Consigne A: D'après le texte extrait ci-dessous, en quelle année Hugo a-t-il obtenu son diplôme ?

Texte extrait:
Avec Hugo, on discute de la mise en œuvre d’un projet d’exploration aussi conséquent. Il nous partage aussi ses enseignements tirés de l’observation de communautés aussi diverses et variées que passionnantes !

 

La communauté comme levier de transformation personnelle et sociétale

 

Hugo grandit à Lilles, et après des études d’ingénieur et un diplôme décroché en 2022, il décide de se lancer directement dans le grand bain des communautés. Si son parcours académique est assez anecdotique dans ce choix, il a surtout été motivé par son engagement au sein d‘organisations militant pour la transition écologique et sociale. Dans le cadre de son engagement, Hugo a également participé à la réflexion autour des leviers de transformation de l’éducation supérieure et a ainsi pu constater en direct la puissance des communautés dans ce type de projet. 

 

Pour lui, il s’agit du levier le plus efficace pour transformer les individus comme les sociétés.  

 

Hugo a donc voulu comprendre comment se cultive une communauté. Car il réalise rapidement à travers ses expériences que si cet écosystème est ultra puissant, il est aussi très fragile. Beaucoup de communautés s’essoufflent – d’où l’enjeu de créer et de maintenir de l’engagement sur le long terme. En échangeant avec des animateurs, il identifie l’apprentissage comme un levier efficace pour atteindre cet objectif. Les premières graines du projet Into the Tribes sont plantées.

Consigne B: Recopiez à l'identique, s'il vous plaît, tout le listing ci-dessous depuis la ligne contenant « Accessibility service: describe the location of bridge » jusqu'à la ligne contenant « 254,211 -> 1274,255 », ces deux lignes comprises.

Extraits de données:

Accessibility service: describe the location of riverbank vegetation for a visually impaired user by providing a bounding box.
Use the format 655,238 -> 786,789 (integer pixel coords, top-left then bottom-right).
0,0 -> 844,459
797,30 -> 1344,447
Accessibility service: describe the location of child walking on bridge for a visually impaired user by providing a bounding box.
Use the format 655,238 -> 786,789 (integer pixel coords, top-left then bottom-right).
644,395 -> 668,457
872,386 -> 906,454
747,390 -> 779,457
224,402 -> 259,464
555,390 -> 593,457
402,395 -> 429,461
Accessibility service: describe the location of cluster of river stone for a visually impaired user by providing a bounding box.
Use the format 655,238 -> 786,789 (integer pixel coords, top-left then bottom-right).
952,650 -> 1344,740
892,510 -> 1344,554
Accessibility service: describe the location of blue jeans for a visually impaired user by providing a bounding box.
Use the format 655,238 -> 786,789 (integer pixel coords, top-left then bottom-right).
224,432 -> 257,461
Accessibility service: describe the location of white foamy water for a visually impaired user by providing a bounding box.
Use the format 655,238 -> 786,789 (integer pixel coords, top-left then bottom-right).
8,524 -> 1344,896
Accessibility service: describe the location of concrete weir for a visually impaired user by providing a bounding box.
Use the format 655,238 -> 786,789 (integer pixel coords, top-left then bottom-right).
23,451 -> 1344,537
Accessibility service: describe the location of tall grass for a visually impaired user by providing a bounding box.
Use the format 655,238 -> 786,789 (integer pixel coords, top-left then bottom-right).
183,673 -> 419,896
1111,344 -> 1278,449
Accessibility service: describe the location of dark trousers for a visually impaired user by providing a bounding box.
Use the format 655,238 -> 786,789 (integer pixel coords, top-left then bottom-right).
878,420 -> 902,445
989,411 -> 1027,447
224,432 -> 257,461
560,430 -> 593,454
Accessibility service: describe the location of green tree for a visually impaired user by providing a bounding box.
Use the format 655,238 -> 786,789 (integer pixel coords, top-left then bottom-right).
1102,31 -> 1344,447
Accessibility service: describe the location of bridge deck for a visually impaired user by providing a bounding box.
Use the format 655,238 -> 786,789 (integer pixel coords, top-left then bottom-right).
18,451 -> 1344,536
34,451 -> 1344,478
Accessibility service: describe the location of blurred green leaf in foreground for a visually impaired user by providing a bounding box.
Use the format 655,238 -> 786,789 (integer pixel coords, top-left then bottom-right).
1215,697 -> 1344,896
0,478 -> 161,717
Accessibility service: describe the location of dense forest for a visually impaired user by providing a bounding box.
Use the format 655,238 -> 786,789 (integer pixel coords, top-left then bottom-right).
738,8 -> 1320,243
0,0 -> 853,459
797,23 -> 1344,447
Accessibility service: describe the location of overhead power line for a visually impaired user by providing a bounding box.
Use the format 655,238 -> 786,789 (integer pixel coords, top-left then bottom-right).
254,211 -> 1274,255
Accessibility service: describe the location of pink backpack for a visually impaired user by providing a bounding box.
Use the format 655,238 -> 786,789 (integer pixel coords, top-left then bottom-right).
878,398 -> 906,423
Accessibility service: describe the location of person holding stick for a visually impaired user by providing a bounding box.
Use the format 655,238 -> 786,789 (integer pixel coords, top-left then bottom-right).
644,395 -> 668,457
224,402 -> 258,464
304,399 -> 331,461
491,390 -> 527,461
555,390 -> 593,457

Réponse finale A: En 2022.

Réponse finale B:
Accessibility service: describe the location of bridge deck for a visually impaired user by providing a bounding box.
Use the format 655,238 -> 786,789 (integer pixel coords, top-left then bottom-right).
18,451 -> 1344,536
34,451 -> 1344,478
Accessibility service: describe the location of blurred green leaf in foreground for a visually impaired user by providing a bounding box.
Use the format 655,238 -> 786,789 (integer pixel coords, top-left then bottom-right).
1215,697 -> 1344,896
0,478 -> 161,717
Accessibility service: describe the location of dense forest for a visually impaired user by providing a bounding box.
Use the format 655,238 -> 786,789 (integer pixel coords, top-left then bottom-right).
738,8 -> 1320,243
0,0 -> 853,459
797,23 -> 1344,447
Accessibility service: describe the location of overhead power line for a visually impaired user by providing a bounding box.
Use the format 655,238 -> 786,789 (integer pixel coords, top-left then bottom-right).
254,211 -> 1274,255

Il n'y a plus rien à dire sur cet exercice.